=== EXCERPT ===
The list, to be published on Thursday or Friday, will lift the Foreign Office ban on non-essential travel to nearly all EU destinations, the British territories including Bermuda and Gibraltar, and Turkey, Thailand, Australia and New Zealand.
All 75 have been judged sufficiently low risk destinations for holidaymakers based on the prevalence of Covid-19, that their infection rate is in decline and that their data on the state of the disease can be trusted.
It means that from Monday travellers to the 75 countries will no longer have to quarantine for 14 days on their return to the UK although some like Australia and New Zealand are expected to retain border controls and quarantine for as long as the rest of 2020.
Greece, which is expected to be a “green” rated low-risk country under the Government's traffic light system, has suspended flights from the UK until July 15 due to the UK’s higher coronavirus rate.
The USA, Russia and Brazil will be among countries on the “red” list where the ban on non-essential travel will continue.
The move will be welcomed by the travel and aviation industry and holidaymakers but was seen on Wednesday night as tacit acceptance that bilateral “air bridges” or “travel corridors” were unworkable.
===
WORK REQUIRED: Write the next few sentences of the news report above on the UK's list of low-risk travel destinations, picking up after its final sentence.
=== DATA PROVIDED ===
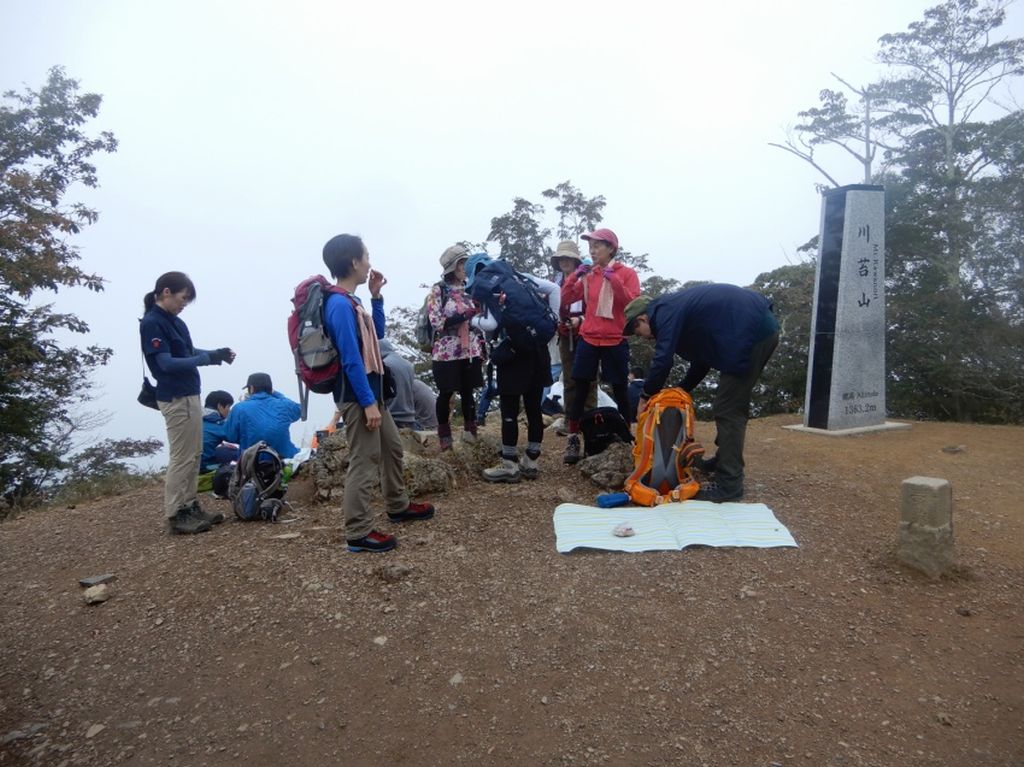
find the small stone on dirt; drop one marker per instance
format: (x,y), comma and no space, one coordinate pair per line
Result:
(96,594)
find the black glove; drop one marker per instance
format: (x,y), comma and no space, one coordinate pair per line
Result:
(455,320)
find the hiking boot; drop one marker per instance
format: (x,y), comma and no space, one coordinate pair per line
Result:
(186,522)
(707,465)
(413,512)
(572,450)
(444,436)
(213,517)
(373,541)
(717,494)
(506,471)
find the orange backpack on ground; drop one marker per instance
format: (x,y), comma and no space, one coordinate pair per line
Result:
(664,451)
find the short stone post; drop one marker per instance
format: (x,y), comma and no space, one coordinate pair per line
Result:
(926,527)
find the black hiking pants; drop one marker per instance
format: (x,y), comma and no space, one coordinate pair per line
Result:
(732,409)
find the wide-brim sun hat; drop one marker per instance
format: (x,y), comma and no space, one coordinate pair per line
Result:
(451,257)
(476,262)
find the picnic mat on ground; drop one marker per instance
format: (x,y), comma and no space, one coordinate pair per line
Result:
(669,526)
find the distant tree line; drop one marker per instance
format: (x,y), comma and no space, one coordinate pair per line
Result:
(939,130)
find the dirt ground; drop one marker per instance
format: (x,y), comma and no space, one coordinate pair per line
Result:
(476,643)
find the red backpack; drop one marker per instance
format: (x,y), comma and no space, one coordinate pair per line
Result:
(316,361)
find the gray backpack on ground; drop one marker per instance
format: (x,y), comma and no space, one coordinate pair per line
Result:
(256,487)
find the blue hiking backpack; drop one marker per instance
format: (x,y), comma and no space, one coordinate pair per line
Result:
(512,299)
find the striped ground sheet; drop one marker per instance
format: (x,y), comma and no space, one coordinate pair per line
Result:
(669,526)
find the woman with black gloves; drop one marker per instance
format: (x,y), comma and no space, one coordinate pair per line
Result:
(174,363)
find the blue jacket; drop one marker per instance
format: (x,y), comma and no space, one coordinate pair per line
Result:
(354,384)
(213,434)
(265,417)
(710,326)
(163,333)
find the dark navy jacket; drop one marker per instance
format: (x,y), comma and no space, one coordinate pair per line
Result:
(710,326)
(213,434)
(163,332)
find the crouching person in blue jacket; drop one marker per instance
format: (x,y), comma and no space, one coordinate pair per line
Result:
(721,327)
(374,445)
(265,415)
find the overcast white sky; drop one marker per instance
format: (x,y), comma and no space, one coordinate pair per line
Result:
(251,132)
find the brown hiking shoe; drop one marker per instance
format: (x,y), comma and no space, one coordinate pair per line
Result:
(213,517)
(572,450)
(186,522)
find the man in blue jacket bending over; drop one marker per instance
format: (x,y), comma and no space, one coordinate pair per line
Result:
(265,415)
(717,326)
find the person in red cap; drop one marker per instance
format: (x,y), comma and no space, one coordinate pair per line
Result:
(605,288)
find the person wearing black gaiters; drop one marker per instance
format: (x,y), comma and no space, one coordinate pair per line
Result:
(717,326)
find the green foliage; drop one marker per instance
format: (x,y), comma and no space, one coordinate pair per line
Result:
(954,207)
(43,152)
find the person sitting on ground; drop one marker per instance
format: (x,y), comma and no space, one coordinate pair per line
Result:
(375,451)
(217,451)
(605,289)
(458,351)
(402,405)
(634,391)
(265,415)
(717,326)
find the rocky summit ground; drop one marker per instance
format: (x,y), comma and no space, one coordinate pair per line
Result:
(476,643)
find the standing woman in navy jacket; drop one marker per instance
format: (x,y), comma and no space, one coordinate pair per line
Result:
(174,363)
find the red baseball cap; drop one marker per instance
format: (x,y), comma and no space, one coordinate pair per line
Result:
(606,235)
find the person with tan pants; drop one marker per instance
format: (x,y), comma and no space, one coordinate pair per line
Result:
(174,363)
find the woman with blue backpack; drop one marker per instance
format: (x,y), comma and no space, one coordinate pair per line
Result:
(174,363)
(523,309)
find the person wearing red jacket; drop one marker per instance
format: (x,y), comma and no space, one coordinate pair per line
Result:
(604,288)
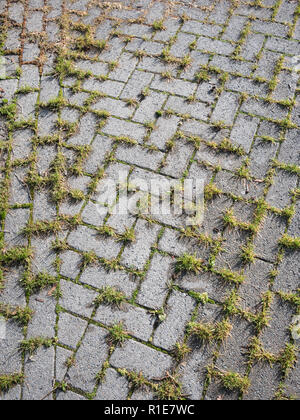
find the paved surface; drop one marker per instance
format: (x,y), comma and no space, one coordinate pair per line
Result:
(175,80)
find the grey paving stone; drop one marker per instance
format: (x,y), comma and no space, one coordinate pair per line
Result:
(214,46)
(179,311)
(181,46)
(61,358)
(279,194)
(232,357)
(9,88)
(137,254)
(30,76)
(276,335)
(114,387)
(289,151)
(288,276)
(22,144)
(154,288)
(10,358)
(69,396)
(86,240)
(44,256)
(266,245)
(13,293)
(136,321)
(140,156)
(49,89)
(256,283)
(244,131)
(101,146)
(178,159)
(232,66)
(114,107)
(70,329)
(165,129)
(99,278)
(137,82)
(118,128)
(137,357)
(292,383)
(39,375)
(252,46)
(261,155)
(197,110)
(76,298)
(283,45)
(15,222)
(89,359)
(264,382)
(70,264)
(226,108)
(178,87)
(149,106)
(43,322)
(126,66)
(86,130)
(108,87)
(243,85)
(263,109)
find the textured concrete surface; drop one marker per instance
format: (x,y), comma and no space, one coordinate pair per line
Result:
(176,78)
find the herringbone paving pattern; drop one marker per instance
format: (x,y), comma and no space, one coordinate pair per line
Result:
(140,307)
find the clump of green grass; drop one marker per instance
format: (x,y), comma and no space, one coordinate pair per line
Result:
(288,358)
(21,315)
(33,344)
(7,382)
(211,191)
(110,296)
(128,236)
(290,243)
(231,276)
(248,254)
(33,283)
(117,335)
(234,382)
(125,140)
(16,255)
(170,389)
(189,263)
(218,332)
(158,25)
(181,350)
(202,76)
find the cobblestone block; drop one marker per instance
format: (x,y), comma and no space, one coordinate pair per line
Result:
===
RESPONSE BOX:
Paul Charles, a spokesman for the Quash Quarantine campaign group of 500 travel and hospitality businesses, said: “We have said all along that air bridges were unsustainable in Europe because you can’t restrict people travelling in the EU or Schengen.
“It’s sensible and logical and I wish we could have had it earlier. It begs the question as to why have we gone round in circles.”
The announcement was expected mid-week but is thought to have been delayed due to objections to “air bridges” by Nicola Sturgeon, Scotland’s First Minister, and the growing size of the list.
Ms Sturgeon, who this week reserved the right to quarantine English visitors, said on Wednesday that if she chose not to allow air bridges then "I will set out why that is the case and the practical problems, challenges and implications that flow from that and how we will try to deal with them.”
Sweden, which tops the table in the EU with a rate of 60 cases of coronavirus per 100,000 of the population, is expected to be classed as “red” while Portugal with a rate of 20 per 100,000 is also thought to be at risk of being excluded after an outbreak in and around Lisbon.
The UK’s rate of 8.5 per 100,000 places it ninth behind Luxembourg, Serbia, Ukraine, Romania, the Czech Republic and Croatia, according to a Daily Telegraph analysis of official coronavirus data.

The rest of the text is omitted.